▶ What this task involves
Your answer must be every line below, repeated exactly.

++++ Excerpted records

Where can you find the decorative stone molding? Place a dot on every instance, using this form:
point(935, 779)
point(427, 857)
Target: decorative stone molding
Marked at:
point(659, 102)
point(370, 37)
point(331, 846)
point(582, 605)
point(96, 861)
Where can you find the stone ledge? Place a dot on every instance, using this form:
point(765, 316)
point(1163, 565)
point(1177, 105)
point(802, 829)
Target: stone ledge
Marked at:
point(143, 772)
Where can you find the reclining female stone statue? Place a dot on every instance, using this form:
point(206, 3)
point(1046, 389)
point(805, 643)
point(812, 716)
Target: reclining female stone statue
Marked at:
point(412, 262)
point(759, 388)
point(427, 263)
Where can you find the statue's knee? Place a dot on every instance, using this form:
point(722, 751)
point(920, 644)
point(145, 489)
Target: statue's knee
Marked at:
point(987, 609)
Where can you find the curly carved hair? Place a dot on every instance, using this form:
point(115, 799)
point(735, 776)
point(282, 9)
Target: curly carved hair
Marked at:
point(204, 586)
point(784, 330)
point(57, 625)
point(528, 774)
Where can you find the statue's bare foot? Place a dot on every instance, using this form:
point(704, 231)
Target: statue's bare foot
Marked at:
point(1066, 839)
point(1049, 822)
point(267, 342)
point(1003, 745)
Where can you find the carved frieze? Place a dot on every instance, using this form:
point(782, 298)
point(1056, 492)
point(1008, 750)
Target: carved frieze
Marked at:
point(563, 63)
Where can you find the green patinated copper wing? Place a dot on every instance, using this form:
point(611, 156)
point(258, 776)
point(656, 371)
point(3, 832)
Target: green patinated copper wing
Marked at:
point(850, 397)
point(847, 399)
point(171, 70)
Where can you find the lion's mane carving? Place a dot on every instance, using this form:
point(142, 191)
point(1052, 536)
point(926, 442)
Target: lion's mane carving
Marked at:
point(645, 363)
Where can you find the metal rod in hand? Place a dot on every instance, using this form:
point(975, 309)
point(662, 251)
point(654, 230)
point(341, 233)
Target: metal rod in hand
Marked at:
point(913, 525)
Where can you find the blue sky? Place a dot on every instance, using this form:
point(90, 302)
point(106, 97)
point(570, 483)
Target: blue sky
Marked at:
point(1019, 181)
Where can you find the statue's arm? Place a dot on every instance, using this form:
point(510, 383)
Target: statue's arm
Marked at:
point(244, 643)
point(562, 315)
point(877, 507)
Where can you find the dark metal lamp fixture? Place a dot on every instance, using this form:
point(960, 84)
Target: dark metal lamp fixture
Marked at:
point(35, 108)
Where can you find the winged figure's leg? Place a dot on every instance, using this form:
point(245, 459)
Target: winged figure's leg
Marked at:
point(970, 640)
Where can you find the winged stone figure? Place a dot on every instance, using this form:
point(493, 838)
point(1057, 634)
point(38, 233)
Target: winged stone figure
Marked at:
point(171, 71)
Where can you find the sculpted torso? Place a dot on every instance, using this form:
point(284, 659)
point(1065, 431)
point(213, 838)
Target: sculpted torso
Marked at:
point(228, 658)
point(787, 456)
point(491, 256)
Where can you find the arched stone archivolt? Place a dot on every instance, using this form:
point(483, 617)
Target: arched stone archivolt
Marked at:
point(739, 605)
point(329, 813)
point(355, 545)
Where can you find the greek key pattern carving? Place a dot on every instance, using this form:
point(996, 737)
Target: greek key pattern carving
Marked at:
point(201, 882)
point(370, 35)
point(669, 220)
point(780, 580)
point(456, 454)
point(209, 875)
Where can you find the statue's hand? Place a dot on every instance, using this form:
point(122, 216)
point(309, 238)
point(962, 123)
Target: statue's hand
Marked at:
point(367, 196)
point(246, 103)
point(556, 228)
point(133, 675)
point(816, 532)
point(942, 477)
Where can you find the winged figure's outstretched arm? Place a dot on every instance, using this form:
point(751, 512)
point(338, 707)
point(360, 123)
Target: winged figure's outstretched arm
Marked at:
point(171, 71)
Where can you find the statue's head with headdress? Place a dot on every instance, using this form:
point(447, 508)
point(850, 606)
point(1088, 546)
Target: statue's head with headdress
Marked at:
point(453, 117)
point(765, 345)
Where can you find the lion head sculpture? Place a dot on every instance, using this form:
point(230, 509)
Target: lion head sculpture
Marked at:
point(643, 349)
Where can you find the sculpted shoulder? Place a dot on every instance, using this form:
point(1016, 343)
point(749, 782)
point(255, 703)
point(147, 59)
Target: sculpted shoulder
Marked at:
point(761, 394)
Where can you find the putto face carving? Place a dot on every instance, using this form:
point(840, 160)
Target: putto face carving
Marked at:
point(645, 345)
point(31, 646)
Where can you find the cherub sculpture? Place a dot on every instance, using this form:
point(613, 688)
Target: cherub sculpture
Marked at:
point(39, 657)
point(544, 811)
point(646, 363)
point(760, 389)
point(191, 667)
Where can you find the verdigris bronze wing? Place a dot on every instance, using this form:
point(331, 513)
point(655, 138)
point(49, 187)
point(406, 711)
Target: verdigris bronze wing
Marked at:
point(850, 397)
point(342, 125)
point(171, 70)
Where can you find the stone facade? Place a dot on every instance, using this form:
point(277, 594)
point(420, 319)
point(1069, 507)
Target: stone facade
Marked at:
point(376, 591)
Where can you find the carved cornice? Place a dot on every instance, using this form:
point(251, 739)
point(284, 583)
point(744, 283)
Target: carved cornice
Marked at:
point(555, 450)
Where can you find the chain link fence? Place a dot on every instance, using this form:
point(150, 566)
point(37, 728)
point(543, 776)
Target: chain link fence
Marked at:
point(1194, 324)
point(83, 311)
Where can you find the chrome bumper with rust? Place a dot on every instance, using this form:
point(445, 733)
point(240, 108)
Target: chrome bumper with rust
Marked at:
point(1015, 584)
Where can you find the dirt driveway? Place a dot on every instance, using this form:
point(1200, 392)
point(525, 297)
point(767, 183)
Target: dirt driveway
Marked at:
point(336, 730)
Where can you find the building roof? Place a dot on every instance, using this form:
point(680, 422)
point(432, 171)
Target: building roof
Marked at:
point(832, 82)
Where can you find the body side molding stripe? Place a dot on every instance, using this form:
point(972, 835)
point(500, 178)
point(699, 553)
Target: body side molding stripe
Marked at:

++++++++

▶ Answer to the exercise
Where can you find the decorative stone molding? Place a dot on every instance, using this form:
point(935, 779)
point(427, 857)
Target: decorative stone molding
Marked at:
point(659, 102)
point(370, 37)
point(331, 846)
point(582, 605)
point(96, 861)
Where can you find the stone ledge? Place a dot on every instance, using this form:
point(765, 316)
point(1163, 565)
point(1177, 105)
point(802, 829)
Target: stone ledge
Marked at:
point(143, 772)
Where can you find the reclining female stone statue? Place a dot on every instance, using this form:
point(206, 3)
point(1046, 389)
point(805, 643)
point(812, 716)
Target: reclining female stone statue
Marked at:
point(412, 262)
point(759, 388)
point(427, 263)
Where can you find the statue's knee? Place a dot on every instance, using this form:
point(722, 751)
point(920, 644)
point(145, 489)
Target: statue's knee
Marked at:
point(987, 609)
Where can you find the curly carved hair? Place a dot on every instance, using this form:
point(115, 799)
point(735, 776)
point(282, 9)
Target: curly carved hair
Marked at:
point(204, 586)
point(784, 330)
point(57, 625)
point(528, 774)
Where can you find the statue's bare foot? Place a dot on every instance, using this form:
point(704, 231)
Target: statue's bare foot
Marked at:
point(1066, 839)
point(1049, 822)
point(267, 342)
point(1003, 745)
Where can you find the carved frieze? Place a dot on every instance, using this form:
point(782, 298)
point(1056, 492)
point(1008, 750)
Target: carved frieze
Marked at:
point(563, 63)
Where can you find the green patinated copper wing? Place a dot on every instance, using this form:
point(611, 156)
point(258, 776)
point(656, 371)
point(3, 832)
Target: green patinated copper wing
Marked at:
point(850, 397)
point(847, 399)
point(171, 70)
Where can you find the lion's mane carving? Place a dot on every instance, using this form:
point(142, 191)
point(1052, 536)
point(926, 442)
Target: lion's mane carving
Marked at:
point(645, 363)
Where can you find the metal rod in hand? Place a dot on every instance, using this form:
point(975, 309)
point(662, 251)
point(654, 230)
point(341, 233)
Target: metal rod in hand
Marked at:
point(913, 525)
Where can you find the blue sky? Place a dot on every instance, using this form:
point(90, 302)
point(106, 97)
point(570, 483)
Target: blue sky
Marked at:
point(1019, 181)
Where can you find the statue's arm? Place a dot on every instance, using this form:
point(510, 383)
Target: statue's arm
Marked at:
point(244, 643)
point(562, 315)
point(877, 507)
Where can you find the dark metal lamp fixture? Place a dot on every instance, using this form:
point(960, 84)
Target: dark metal lamp fixture
Marked at:
point(35, 108)
Where can you find the winged figure's leg? Place a dot on every instance, using this form:
point(245, 459)
Target: winged figure's leg
Marked at:
point(970, 640)
Where can you find the winged stone figure? Place a dot on every instance, using this form:
point(493, 838)
point(1057, 634)
point(38, 233)
Target: winged stone figure
Marked at:
point(171, 71)
Where can you find the sculpted torso? Place a dot on every instance, using this form:
point(284, 659)
point(1065, 431)
point(213, 838)
Target: sculpted torso
Marked at:
point(228, 658)
point(787, 456)
point(491, 256)
Where can you find the arched stone archivolt? Place a dot on every instance, using this form:
point(483, 617)
Target: arched stone archivolt
Marked at:
point(739, 605)
point(329, 813)
point(355, 545)
Where can you find the greek key pattern carving? Place a dot on every instance, using this form:
point(996, 737)
Target: greek key pattern carving
Marked at:
point(201, 882)
point(370, 35)
point(669, 220)
point(780, 580)
point(456, 454)
point(209, 875)
Where can you find the statue's hand? Place a dot on every instance, using this form:
point(122, 216)
point(309, 238)
point(962, 123)
Target: statue's hand
Marked at:
point(367, 196)
point(246, 103)
point(556, 228)
point(133, 675)
point(816, 532)
point(942, 477)
Where can you find the winged figure's outstretched arm? Place a dot on every instance, using this form:
point(751, 512)
point(338, 707)
point(360, 123)
Target: winged figure's outstretched arm
Marked at:
point(171, 71)
Where can you find the statue's head with headdress? Place a dot on every instance, using this form:
point(447, 508)
point(850, 606)
point(1088, 546)
Target: statue's head with headdress
Marked at:
point(453, 117)
point(765, 345)
Where can you find the lion head sculpture? Place a dot on every instance, using this form:
point(230, 509)
Target: lion head sculpture
Marked at:
point(643, 349)
Where can you find the sculpted shoulder? Place a dot on every instance, using this form:
point(1016, 343)
point(749, 782)
point(255, 703)
point(147, 59)
Target: sculpted shoulder
Marked at:
point(761, 394)
Where can you find the putto face carving? Place a dot on every instance, using this form:
point(840, 160)
Target: putto face carving
Marked at:
point(645, 345)
point(31, 646)
Where can you find the cherub sculpture? Place a dot on every instance, using this form:
point(613, 688)
Target: cherub sculpture
Marked at:
point(39, 657)
point(544, 811)
point(646, 363)
point(760, 389)
point(191, 667)
Where can you find the verdigris bronze wing? Place a dot on every instance, using this form:
point(331, 513)
point(655, 138)
point(49, 187)
point(406, 711)
Target: verdigris bronze wing
Marked at:
point(850, 397)
point(342, 125)
point(171, 70)
Where can you find the stone facade? Place a dot on every instance, using this form:
point(277, 594)
point(420, 319)
point(1069, 507)
Target: stone facade
Marked at:
point(376, 591)
Where can you find the carved cornice? Place a dot on every instance, using this form:
point(251, 739)
point(284, 583)
point(744, 283)
Target: carved cornice
Marked at:
point(555, 450)
Where can you find the chain link fence? Place a dot on every instance, using this form:
point(150, 566)
point(37, 728)
point(543, 776)
Target: chain link fence
Marked at:
point(1194, 324)
point(83, 311)
Where can you find the chrome bumper with rust? Place a dot on every instance, using this form:
point(445, 733)
point(240, 108)
Target: chrome bumper with rust
Marked at:
point(1015, 584)
Where can you find the dirt driveway? Place a dot on every instance, using this form:
point(1200, 392)
point(525, 297)
point(767, 183)
Target: dirt driveway
Marked at:
point(336, 730)
Where can you find the building roof? Place a dot on every instance, using this form:
point(680, 422)
point(432, 171)
Target: building roof
Marked at:
point(832, 82)
Where can you find the body side molding stripe? Place a dot on every instance, using this form:
point(972, 835)
point(500, 178)
point(699, 553)
Target: body side molding stripe
Marked at:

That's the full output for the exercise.